=== Required tasks ===
[A] Translate this sentence from the blog excerpt below into Spanish: "I’m ten years out of high school as of this week anyway."
[B] Please carry the blog excerpt below forward from its final sentence, keeping its voice and subject.

Which is a longwinded way of saying that historical education in this country is a travesty, but let us not go there. I’m ten years out of high school as of this week anyway. All of that is, shall we say, ancient history.

3000

As regards that most excellent Oblivion mod, AFK_Weye:

That’s 3,000 downloads at Nexus.

To be fair, only a little over half of those downloads are Weye itself, with the remainder being patches and what have you, but still.

Address Change

For today’s Important Announcement:

As of about 10 minutes ago, the new URL for this blog is http://dwip.arthmoor.com/ instead of http://dwip.alsherok.net/. For the moment (read: until the end of the month or so), the old Alsherok URL will still work, but you should update your bookmarks appropriately.

A Brief Note on VATS

One of the great thing about VATS and a little applied weapons fire is that it makes dangerous mutated bear attacks go from this:

To this:

And yes, the full screen of that second one is as completely awesome as might be expected, considering the bear in question is flying over me at about 20 feet.

Accessorization

Dearest America, it’s time we had a chat. Yes, it’s time we had a chat about a subject near and dear to the heart of every gamer. That subject, you ask?

Why, fashion, sweet America. Bright, warm fashions for this cold, cold world.

“But how can I possibly look my best?” You cry. “All I have is this dreary brahmin skin outfit!”

Fear not, sweetest America. You see, thanks to the greatness of American capitalism, all over the Wasteland you can find all manner of pre-war clothing, made from the finest synthetic fabrics. Just clean them up a bit, and look forward, dear America, to a brand new you. With your help, we can brighten up America, one outfit at a time!

Take our model, Alice, here. She’s an experienced Wasteland traveler, and as you’ll see, she knows how to do it in style – American style:

Here she is, sporting that stylish government agent look with some businesswear and a shady hat. The fashionable yet utilitarian design puts her right at home defeating the enemies of America or just walking the beautiful streets of this great nation.

Minus the hat, Alice eases into work with that stylish corporate assassin look. She’s one of those aggressive businesswomen that help make America great.

=== Stored items ===
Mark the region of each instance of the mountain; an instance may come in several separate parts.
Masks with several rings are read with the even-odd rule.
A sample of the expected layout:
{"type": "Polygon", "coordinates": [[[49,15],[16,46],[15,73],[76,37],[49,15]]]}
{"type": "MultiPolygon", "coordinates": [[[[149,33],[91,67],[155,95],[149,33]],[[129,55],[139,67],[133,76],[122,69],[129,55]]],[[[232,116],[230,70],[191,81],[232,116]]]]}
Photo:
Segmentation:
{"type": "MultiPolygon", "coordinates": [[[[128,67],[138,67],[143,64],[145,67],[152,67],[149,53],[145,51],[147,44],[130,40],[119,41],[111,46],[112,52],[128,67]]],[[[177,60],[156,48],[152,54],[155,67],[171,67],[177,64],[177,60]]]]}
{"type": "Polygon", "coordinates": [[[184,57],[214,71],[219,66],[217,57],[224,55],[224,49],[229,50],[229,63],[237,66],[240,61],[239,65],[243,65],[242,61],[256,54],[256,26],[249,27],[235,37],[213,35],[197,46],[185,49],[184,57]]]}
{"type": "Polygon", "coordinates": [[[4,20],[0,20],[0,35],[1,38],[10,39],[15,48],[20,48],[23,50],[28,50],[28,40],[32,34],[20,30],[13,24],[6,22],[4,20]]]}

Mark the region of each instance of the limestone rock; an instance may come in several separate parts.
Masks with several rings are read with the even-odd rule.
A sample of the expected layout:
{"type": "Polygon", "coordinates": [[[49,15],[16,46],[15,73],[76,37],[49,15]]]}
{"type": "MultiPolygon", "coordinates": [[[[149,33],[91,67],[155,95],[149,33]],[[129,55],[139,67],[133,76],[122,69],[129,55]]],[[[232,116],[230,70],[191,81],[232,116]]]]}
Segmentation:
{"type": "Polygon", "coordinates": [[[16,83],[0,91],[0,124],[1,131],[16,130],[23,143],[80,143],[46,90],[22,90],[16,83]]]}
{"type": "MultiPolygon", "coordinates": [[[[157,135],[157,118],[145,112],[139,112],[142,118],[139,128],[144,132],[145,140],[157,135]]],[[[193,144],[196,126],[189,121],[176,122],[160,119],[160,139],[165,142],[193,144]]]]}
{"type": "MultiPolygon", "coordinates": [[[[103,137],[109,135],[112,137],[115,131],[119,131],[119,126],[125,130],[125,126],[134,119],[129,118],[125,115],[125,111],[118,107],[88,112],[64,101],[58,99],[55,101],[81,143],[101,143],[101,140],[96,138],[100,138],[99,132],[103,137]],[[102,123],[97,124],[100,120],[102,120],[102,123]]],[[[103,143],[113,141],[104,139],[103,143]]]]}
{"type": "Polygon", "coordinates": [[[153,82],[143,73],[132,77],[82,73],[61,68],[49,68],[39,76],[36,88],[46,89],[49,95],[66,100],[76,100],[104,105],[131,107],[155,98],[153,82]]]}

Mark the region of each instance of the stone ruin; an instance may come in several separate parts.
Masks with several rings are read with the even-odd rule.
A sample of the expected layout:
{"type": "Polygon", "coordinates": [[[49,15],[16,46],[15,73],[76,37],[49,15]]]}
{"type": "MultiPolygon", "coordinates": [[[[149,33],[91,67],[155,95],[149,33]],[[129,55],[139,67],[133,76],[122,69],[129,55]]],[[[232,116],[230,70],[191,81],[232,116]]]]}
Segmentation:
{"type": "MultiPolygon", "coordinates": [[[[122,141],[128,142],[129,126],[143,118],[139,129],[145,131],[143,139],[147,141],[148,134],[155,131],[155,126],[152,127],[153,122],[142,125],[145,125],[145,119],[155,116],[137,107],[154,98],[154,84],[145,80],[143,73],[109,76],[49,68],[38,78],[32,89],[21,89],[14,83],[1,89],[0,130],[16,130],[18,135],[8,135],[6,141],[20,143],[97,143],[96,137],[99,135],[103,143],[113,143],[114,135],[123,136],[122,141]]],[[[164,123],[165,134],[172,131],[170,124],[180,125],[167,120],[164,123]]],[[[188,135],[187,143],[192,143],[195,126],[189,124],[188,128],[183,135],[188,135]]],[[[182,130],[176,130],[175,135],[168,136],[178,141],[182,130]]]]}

--

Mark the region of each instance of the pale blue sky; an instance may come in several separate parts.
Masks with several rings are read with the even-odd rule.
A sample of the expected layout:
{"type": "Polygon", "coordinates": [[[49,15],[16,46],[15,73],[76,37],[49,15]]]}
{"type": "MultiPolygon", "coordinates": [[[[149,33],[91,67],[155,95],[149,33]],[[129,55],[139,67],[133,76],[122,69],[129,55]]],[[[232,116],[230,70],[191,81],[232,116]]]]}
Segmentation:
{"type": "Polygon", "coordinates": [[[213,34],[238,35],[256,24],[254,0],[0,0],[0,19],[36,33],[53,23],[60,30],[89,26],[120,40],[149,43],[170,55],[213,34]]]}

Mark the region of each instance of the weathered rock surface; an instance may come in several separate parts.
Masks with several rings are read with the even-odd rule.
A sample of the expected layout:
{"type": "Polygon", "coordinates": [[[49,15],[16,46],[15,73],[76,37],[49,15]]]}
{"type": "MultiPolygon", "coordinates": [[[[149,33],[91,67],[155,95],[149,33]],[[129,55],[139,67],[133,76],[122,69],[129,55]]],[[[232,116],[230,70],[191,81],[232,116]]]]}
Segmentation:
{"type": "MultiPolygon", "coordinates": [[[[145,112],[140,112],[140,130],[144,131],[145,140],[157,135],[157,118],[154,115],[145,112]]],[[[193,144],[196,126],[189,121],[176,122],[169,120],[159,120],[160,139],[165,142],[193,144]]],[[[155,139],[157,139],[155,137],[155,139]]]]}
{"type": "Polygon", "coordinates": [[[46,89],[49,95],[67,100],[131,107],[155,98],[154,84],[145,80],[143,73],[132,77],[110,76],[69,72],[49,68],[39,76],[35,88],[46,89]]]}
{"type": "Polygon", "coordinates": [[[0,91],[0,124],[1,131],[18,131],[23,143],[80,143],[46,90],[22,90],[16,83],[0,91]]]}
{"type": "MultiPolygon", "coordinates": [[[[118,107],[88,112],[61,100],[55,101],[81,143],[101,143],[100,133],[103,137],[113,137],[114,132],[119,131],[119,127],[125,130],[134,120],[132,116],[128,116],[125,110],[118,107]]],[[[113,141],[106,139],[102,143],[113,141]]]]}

==

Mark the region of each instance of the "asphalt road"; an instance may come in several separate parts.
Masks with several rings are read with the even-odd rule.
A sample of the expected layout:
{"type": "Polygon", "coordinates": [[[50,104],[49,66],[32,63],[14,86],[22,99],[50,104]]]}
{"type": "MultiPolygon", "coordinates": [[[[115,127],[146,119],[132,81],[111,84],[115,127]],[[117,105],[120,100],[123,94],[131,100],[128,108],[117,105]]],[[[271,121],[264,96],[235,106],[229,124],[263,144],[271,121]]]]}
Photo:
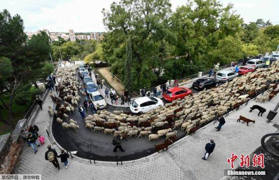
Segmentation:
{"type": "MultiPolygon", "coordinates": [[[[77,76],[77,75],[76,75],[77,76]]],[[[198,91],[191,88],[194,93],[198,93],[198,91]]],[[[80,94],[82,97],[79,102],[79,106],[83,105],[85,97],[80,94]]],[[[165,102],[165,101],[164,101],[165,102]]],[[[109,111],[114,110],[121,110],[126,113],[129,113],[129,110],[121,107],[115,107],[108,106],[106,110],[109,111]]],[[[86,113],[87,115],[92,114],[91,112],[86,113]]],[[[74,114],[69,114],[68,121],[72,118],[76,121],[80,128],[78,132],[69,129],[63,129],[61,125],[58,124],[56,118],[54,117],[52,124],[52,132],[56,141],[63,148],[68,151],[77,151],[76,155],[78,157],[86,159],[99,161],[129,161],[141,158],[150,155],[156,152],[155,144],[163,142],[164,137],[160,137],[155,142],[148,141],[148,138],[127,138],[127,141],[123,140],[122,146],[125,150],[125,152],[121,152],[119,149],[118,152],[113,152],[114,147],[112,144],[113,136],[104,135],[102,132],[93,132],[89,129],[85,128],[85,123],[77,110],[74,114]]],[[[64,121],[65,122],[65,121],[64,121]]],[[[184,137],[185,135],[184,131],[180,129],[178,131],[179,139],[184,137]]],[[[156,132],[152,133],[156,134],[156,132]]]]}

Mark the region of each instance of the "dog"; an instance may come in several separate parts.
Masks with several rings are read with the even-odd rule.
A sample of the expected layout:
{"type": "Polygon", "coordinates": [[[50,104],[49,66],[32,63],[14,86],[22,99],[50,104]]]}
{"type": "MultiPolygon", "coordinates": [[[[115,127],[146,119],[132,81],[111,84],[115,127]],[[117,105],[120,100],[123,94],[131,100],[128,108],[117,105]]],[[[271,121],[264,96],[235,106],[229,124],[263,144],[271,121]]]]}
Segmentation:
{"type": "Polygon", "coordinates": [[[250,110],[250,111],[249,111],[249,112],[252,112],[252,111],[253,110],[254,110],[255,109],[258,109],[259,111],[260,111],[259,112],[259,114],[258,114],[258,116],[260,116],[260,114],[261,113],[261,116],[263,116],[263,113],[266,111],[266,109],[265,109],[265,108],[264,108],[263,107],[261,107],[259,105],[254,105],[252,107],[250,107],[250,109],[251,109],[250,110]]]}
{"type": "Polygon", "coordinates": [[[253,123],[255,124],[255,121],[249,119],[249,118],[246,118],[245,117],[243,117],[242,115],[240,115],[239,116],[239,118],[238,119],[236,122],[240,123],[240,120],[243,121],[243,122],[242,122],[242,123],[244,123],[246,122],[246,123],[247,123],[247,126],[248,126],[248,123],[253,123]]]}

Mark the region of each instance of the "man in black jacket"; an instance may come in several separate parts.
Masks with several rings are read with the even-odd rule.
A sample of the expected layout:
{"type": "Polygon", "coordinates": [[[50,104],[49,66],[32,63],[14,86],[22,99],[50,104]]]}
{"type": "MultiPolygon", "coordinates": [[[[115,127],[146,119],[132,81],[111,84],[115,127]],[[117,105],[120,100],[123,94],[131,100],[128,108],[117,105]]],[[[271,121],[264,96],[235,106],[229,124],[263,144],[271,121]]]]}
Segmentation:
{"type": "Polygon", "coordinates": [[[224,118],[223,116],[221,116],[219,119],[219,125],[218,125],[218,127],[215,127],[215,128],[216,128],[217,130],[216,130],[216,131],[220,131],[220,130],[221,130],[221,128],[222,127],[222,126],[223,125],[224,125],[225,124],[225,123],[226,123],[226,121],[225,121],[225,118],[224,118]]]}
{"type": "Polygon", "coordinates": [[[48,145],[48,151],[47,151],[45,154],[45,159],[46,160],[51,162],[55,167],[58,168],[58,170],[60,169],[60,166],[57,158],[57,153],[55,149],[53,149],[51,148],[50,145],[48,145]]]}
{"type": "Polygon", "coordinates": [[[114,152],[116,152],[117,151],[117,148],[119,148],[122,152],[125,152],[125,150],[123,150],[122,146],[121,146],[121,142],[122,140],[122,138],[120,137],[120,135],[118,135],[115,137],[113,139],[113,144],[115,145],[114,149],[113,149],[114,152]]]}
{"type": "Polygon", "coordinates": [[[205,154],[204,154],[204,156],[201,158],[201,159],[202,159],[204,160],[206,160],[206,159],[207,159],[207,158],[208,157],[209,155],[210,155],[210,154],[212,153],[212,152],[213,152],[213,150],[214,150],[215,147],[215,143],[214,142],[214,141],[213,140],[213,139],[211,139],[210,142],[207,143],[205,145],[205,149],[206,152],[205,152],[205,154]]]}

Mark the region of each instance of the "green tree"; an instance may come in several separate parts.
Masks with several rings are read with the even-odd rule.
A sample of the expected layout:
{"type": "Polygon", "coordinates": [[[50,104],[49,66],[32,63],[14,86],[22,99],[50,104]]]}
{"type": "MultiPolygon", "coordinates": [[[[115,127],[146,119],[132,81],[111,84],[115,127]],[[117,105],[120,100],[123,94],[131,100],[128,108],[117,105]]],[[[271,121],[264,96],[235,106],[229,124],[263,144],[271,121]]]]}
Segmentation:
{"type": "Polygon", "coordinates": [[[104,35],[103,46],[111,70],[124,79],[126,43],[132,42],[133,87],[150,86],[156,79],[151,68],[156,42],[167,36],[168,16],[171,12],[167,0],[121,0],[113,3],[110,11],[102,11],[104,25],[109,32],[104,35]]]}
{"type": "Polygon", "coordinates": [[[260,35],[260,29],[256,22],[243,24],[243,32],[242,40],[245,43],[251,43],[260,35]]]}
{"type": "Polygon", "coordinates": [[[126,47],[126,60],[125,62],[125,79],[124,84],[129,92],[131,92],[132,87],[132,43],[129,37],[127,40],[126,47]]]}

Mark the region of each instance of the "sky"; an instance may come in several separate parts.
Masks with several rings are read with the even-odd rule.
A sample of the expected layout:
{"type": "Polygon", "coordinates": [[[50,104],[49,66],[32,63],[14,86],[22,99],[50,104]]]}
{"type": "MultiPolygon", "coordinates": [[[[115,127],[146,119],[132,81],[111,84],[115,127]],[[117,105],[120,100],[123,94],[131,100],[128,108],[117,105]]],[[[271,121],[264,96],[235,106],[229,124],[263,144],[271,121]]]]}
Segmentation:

=== Answers to each task ===
[A] De todos modos, esta semana se cumplen diez años desde que terminé la secundaria.

[B]
With some relaxedwear and shotgun, Alice dons the angry housewife look that leaves millions of homes all across America looking spotless – Not a radroach or molerat to be found!

Wearing casualwear and carrying a Chinese assault rifle, Alice has that suburban guerilla look. Those commie bastards won’t know what hit them!

In this beautiful spring outfit, Alice is really pretty in pink!

Add in a fashionable bonnet and combat shotgun, and here’s Alice, enraged Southern belle, ready for the ball.

Or, in this fashionable parkstroller outfit, Alice is truly ready for a walk in one of America’s many beautiful parks.

And in this racy sleepwear, Alice can sleep comfortably after a hard day rebuilding our great nation.

Saved from nuclear holocaust by one of the many Vault-Tec Vaults, but worried that your Vault jumpsuit just isn’t very fashionable on the outside? Don’t be! Just add some stylish pre-war headgear, and you’ll be turning heads all over the new America!

And if pre-war fashion doesn’t do it for you, here’s Alice, sporting the trendiest post-modern fashion – a radiation suit.

Worried about utility? Fear not! Here you see Alice, daintily dispatching a super mutant in her spring outfit and bonnet.

So there you have it, my dear, dear America. There are pre-war fashions for your every need and look. They don’t just make you look brighter, they show your patriotism! They show that you love your country! So remember. Pre-war fashions: Good for you. Good for America.